• Requirement
Turn the lines from the first one through the line containing "left=232, top=240, right=640, bottom=420" into a two-column CSV with the headers text and coordinates. Give one row for each quoted passage and the coordinates that follow it, and put each value in a single quoted field with line breaks replaced by spaces.

• Exercise input
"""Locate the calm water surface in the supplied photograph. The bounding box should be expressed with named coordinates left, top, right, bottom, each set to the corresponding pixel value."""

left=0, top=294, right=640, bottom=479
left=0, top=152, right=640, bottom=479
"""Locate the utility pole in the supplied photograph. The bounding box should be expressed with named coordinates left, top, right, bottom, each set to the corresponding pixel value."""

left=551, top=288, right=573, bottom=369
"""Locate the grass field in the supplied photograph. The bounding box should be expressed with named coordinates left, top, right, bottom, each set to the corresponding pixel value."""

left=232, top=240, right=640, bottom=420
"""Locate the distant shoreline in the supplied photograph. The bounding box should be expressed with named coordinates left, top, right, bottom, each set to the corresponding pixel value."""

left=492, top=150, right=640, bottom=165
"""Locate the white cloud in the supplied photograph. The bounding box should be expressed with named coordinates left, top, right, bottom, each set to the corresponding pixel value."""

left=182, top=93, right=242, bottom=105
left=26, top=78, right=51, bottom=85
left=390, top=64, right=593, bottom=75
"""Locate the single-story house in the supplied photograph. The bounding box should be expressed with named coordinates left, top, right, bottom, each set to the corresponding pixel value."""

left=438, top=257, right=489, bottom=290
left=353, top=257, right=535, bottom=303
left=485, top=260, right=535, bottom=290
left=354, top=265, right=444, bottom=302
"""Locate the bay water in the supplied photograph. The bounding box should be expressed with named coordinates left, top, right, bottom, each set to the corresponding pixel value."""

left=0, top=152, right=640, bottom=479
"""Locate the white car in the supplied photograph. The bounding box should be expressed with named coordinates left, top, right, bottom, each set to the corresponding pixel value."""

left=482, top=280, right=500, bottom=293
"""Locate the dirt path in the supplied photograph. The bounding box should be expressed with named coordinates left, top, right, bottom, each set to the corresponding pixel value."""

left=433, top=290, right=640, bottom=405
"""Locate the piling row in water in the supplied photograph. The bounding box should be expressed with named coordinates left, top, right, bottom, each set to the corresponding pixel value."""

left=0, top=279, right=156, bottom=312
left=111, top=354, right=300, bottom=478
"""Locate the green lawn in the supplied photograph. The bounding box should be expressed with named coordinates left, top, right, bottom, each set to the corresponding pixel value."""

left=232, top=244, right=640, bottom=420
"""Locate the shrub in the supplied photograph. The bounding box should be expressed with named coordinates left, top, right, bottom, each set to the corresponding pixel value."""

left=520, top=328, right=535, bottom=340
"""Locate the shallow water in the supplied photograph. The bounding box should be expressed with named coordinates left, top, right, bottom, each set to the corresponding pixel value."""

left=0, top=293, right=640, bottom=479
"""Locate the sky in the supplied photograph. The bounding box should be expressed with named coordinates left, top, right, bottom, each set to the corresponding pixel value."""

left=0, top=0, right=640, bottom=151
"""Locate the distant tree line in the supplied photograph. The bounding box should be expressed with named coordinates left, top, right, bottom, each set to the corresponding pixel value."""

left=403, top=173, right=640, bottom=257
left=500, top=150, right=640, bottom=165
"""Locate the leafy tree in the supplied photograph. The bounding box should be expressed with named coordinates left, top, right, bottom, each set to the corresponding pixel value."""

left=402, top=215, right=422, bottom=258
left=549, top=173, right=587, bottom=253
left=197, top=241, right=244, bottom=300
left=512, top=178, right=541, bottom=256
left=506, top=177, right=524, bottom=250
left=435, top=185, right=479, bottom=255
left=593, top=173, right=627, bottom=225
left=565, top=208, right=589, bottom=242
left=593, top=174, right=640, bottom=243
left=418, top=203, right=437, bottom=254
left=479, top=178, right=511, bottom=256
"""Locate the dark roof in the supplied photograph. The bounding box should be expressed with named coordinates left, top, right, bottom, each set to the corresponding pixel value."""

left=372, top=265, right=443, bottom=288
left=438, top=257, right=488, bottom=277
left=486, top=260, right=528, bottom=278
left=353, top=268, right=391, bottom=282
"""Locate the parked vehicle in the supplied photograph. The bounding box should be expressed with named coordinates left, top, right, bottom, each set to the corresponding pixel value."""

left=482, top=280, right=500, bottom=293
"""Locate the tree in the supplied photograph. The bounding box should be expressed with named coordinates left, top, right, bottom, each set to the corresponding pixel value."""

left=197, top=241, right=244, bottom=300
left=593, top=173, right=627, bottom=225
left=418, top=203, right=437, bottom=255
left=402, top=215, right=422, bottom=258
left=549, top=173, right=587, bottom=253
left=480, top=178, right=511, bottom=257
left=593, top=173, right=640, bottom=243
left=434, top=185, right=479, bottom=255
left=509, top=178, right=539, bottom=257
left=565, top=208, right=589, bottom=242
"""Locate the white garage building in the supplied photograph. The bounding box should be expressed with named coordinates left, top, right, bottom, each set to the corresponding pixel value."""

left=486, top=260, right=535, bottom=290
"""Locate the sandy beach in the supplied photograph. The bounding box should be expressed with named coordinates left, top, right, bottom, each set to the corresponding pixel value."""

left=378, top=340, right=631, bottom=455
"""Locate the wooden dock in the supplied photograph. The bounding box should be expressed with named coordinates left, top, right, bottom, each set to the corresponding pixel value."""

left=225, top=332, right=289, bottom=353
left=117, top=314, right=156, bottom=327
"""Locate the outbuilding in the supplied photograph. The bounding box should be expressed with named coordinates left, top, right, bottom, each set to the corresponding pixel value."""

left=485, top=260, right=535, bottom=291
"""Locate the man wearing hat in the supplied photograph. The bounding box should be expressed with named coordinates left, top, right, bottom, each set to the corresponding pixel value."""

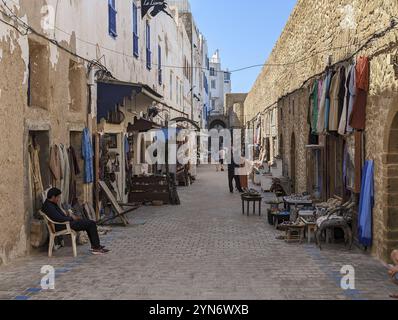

left=42, top=188, right=109, bottom=255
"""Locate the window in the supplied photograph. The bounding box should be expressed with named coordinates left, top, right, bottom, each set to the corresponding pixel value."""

left=133, top=1, right=139, bottom=58
left=170, top=72, right=173, bottom=100
left=69, top=60, right=86, bottom=112
left=108, top=0, right=117, bottom=38
left=146, top=21, right=152, bottom=70
left=158, top=45, right=163, bottom=85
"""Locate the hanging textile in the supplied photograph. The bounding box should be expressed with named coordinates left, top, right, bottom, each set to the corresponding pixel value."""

left=329, top=67, right=345, bottom=132
left=350, top=57, right=370, bottom=130
left=308, top=80, right=319, bottom=135
left=82, top=128, right=94, bottom=184
left=358, top=161, right=375, bottom=248
left=338, top=65, right=353, bottom=136
left=29, top=145, right=44, bottom=213
left=317, top=72, right=332, bottom=134
left=335, top=66, right=347, bottom=131
left=49, top=145, right=62, bottom=188
left=68, top=147, right=80, bottom=207
left=346, top=64, right=357, bottom=133
left=324, top=71, right=336, bottom=132
left=354, top=131, right=363, bottom=193
left=60, top=144, right=71, bottom=204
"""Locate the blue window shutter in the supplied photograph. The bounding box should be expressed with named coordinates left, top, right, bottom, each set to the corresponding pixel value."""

left=108, top=0, right=117, bottom=38
left=133, top=1, right=139, bottom=58
left=158, top=45, right=163, bottom=85
left=146, top=22, right=152, bottom=70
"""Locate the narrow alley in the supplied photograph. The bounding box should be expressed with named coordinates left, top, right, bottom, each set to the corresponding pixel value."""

left=0, top=166, right=394, bottom=300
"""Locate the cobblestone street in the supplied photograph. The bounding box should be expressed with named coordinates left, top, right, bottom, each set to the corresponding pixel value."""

left=0, top=167, right=398, bottom=300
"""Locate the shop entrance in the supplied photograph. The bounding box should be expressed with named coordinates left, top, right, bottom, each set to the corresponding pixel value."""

left=384, top=113, right=398, bottom=257
left=27, top=131, right=51, bottom=217
left=290, top=132, right=296, bottom=193
left=69, top=131, right=84, bottom=206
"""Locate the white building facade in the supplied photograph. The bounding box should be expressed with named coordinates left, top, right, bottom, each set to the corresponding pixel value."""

left=210, top=50, right=232, bottom=116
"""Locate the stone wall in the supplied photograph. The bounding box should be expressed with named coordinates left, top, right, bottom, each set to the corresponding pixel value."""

left=245, top=0, right=398, bottom=259
left=225, top=93, right=247, bottom=128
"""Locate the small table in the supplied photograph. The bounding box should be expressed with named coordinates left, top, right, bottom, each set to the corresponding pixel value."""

left=301, top=217, right=317, bottom=243
left=286, top=224, right=305, bottom=243
left=242, top=195, right=263, bottom=217
left=283, top=197, right=314, bottom=210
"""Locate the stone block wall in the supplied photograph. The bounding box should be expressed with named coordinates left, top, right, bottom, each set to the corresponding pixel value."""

left=245, top=0, right=398, bottom=260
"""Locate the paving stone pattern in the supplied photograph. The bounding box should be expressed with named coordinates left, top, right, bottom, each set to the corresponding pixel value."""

left=0, top=166, right=398, bottom=300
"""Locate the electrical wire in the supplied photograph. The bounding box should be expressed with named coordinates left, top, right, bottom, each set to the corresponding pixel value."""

left=1, top=0, right=394, bottom=74
left=247, top=16, right=398, bottom=122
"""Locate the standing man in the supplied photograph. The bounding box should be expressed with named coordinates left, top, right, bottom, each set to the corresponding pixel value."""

left=217, top=148, right=227, bottom=172
left=228, top=152, right=244, bottom=193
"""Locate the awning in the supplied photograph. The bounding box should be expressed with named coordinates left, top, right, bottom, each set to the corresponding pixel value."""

left=97, top=80, right=188, bottom=123
left=127, top=117, right=162, bottom=133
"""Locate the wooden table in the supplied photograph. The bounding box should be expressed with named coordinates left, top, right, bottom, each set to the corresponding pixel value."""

left=301, top=217, right=317, bottom=243
left=242, top=195, right=263, bottom=217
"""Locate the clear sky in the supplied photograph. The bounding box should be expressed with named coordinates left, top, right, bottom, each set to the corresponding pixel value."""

• Output for this exercise
text,coordinates
"""""""Locate the calm water surface in the supplied photograph. The bounding box should be expressed with named coordinates left, top, right, bottom, each set to the corresponding pixel value.""""""","left=0, top=294, right=640, bottom=479 left=0, top=152, right=640, bottom=479"
"""""""Locate the utility pole in the supplied photograph. The bounding box should be expressed with named coordinates left, top, right, bottom, each set to the corresponding pixel value.""""""","left=551, top=288, right=573, bottom=369"
"""""""Locate the grass field in the supplied photograph. The bounding box should be expressed with named coordinates left, top, right, bottom, each set to the corresponding pixel value.""""""","left=232, top=240, right=640, bottom=420"